Dataset excerpts:
----------------
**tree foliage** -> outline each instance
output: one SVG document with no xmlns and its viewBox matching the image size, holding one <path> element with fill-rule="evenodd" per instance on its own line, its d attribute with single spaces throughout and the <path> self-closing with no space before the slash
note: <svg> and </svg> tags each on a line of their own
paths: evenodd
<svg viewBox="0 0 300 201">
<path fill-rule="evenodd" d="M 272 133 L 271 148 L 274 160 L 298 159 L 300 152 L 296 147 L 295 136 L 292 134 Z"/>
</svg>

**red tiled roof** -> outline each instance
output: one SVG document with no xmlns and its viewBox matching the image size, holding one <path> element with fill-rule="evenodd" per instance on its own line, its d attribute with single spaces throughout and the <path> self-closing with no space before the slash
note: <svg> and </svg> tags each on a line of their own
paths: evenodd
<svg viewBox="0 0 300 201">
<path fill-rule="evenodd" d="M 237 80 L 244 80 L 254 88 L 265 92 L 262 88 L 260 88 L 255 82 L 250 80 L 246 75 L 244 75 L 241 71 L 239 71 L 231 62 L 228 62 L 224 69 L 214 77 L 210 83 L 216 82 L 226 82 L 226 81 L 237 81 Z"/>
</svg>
----------------
The exercise:
Every line above needs to be retyped exactly.

Final answer:
**tree foliage** -> outline each instance
output: one SVG document with no xmlns and its viewBox matching the image size, holding one <path> element with fill-rule="evenodd" per instance on its own line, its d attribute with single spaces throughout and the <path> self-closing with no space before the slash
note: <svg> and </svg> tags each on a line of their own
paths: evenodd
<svg viewBox="0 0 300 201">
<path fill-rule="evenodd" d="M 272 133 L 271 148 L 274 160 L 298 159 L 300 152 L 296 147 L 295 136 L 292 134 Z"/>
</svg>

**red tiled roof** -> outline each instance
output: one SVG document with no xmlns and its viewBox matching the image size, holding one <path> element with fill-rule="evenodd" per instance on its own line, its d attribute with single spaces throughout and the <path> self-closing with no space before the slash
note: <svg> and </svg> tags each on a line of their own
paths: evenodd
<svg viewBox="0 0 300 201">
<path fill-rule="evenodd" d="M 237 80 L 244 80 L 254 88 L 265 92 L 262 88 L 260 88 L 255 82 L 250 80 L 246 75 L 244 75 L 241 71 L 239 71 L 231 62 L 228 62 L 224 69 L 214 77 L 210 83 L 216 82 L 226 82 L 226 81 L 237 81 Z"/>
</svg>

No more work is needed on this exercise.